__WHAT IS REQUIRED__
Copy out the brewery crisis text word for word, in full.

The beer company had to withdraw 1m cans of beer and took a reputation hit from the adverse media coverage.

On another occasion, the same brewery spent three months on a wrongdoing investigation because its in-house gasoline pumping station had an unexplained loss of thousands of gallons of fuel.

The pumps were discreetly monitored with surveillance cameras. But still the fuel disappeared without the thief being caught.

Then, the logs were checked just a little further back, before the fuel began disappearing. It found there was an accident when a truck drove off while still attached by the hose.  Further checks were made and a crack was discovered in an underground fuel storage tank.

The fuel had been leaking out into the ground.  In fact, it had been pouring into the water table in a town famous for brewing due in large part to the quality of its water.

The crisis had now taken on a very different hue!

Careful crisis preparedness planning will get you through those first few hours and even days of a crisis, when often you don’t yet know the full extent of the problem.

You also need the full crisis team engaged in those early hours, including all the in house functional experts such as HR, engineering, operations, manufacturing and sales, in addition to communications and risk.

All your plans, processes and crisis team details should be accessible via a crisis app on your smartphone, enabling you to activate the team and share information – even when the crisis breaks at midnight on the Friday of a holiday weekend.

Check your crisis plan – if it's more than two years old, it needs a refresh both for content and activation.

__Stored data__
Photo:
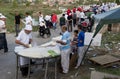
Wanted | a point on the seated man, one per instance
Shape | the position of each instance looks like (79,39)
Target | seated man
(24,39)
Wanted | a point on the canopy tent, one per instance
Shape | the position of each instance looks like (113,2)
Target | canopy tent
(109,17)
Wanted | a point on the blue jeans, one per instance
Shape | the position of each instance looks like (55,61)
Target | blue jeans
(54,25)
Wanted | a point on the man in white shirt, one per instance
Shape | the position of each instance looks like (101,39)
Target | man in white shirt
(3,40)
(82,15)
(48,19)
(24,39)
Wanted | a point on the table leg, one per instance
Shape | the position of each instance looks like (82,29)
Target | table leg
(55,68)
(17,67)
(46,68)
(29,65)
(43,63)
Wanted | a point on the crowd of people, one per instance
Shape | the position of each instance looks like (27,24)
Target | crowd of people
(77,17)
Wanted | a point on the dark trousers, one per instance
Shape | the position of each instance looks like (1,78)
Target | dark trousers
(17,29)
(3,41)
(70,27)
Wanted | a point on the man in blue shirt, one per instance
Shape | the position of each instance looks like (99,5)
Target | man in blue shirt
(65,49)
(81,37)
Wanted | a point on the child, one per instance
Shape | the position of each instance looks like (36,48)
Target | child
(73,55)
(74,42)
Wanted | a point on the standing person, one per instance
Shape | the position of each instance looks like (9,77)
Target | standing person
(3,34)
(62,20)
(24,39)
(65,49)
(47,20)
(74,17)
(54,20)
(69,19)
(80,44)
(68,11)
(40,18)
(27,20)
(17,23)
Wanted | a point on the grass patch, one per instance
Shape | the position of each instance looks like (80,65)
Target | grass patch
(8,9)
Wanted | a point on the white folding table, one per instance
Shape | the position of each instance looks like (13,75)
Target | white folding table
(39,52)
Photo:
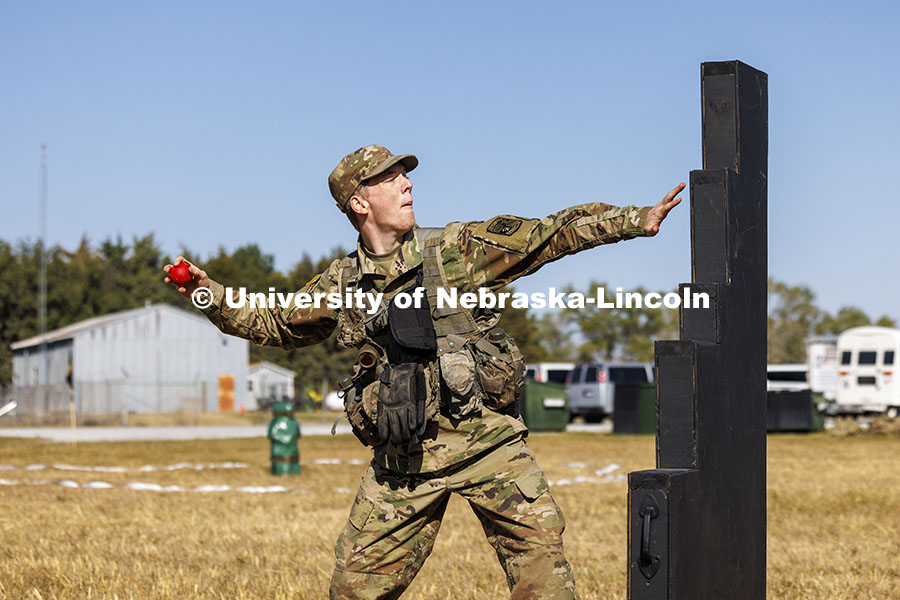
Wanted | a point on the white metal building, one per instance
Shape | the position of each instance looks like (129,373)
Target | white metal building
(268,382)
(152,359)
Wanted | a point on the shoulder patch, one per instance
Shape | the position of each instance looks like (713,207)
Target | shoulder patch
(504,225)
(506,232)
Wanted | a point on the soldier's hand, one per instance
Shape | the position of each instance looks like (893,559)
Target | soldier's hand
(199,278)
(661,210)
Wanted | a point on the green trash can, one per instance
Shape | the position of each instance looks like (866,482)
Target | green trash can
(283,433)
(544,406)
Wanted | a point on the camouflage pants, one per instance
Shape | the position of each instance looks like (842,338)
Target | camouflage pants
(392,528)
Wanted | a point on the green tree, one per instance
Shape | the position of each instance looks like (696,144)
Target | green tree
(886,321)
(555,334)
(625,333)
(792,315)
(845,318)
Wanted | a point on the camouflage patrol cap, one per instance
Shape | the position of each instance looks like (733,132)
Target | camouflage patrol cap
(361,165)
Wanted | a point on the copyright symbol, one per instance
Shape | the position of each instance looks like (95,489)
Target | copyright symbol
(202,298)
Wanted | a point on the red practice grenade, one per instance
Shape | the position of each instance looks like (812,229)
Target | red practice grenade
(181,274)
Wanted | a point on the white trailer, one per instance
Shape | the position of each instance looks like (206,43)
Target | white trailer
(867,374)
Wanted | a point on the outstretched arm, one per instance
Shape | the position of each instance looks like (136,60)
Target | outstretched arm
(288,327)
(658,213)
(498,251)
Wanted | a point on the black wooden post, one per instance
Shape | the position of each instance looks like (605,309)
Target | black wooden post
(697,523)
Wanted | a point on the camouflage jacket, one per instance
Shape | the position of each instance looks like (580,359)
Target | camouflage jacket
(478,254)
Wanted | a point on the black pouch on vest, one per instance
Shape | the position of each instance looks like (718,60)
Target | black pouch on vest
(411,327)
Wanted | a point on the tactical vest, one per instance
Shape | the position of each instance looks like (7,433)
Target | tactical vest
(474,363)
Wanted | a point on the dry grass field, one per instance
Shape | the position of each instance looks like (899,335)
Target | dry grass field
(833,523)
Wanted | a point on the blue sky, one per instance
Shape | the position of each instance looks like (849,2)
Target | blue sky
(217,123)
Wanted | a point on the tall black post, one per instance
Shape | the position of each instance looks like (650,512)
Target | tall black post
(697,523)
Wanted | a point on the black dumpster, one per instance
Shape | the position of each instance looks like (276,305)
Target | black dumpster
(634,408)
(792,411)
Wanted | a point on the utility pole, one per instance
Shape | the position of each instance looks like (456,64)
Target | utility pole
(42,293)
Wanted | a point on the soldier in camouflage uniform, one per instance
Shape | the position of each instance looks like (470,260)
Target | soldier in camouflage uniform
(471,446)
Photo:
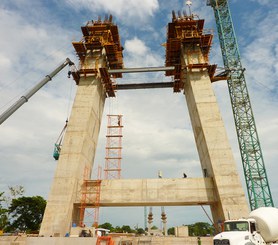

__TASK RESPONSE__
The beer company had to withdraw 1m cans of beer and took a reputation hit from the adverse media coverage.

On another occasion, the same brewery spent three months on a wrongdoing investigation because its in-house gasoline pumping station had an unexplained loss of thousands of gallons of fuel.

The pumps were discreetly monitored with surveillance cameras. But still the fuel disappeared without the thief being caught.

Then, the logs were checked just a little further back, before the fuel began disappearing. It found there was an accident when a truck drove off while still attached by the hose.  Further checks were made and a crack was discovered in an underground fuel storage tank.

The fuel had been leaking out into the ground.  In fact, it had been pouring into the water table in a town famous for brewing due in large part to the quality of its water.

The crisis had now taken on a very different hue!

Careful crisis preparedness planning will get you through those first few hours and even days of a crisis, when often you don’t yet know the full extent of the problem.

You also need the full crisis team engaged in those early hours, including all the in house functional experts such as HR, engineering, operations, manufacturing and sales, in addition to communications and risk.

All your plans, processes and crisis team details should be accessible via a crisis app on your smartphone, enabling you to activate the team and share information – even when the crisis breaks at midnight on the Friday of a holiday weekend.

Check your crisis plan – if it's more than two years old, it needs a refresh both for content and activation.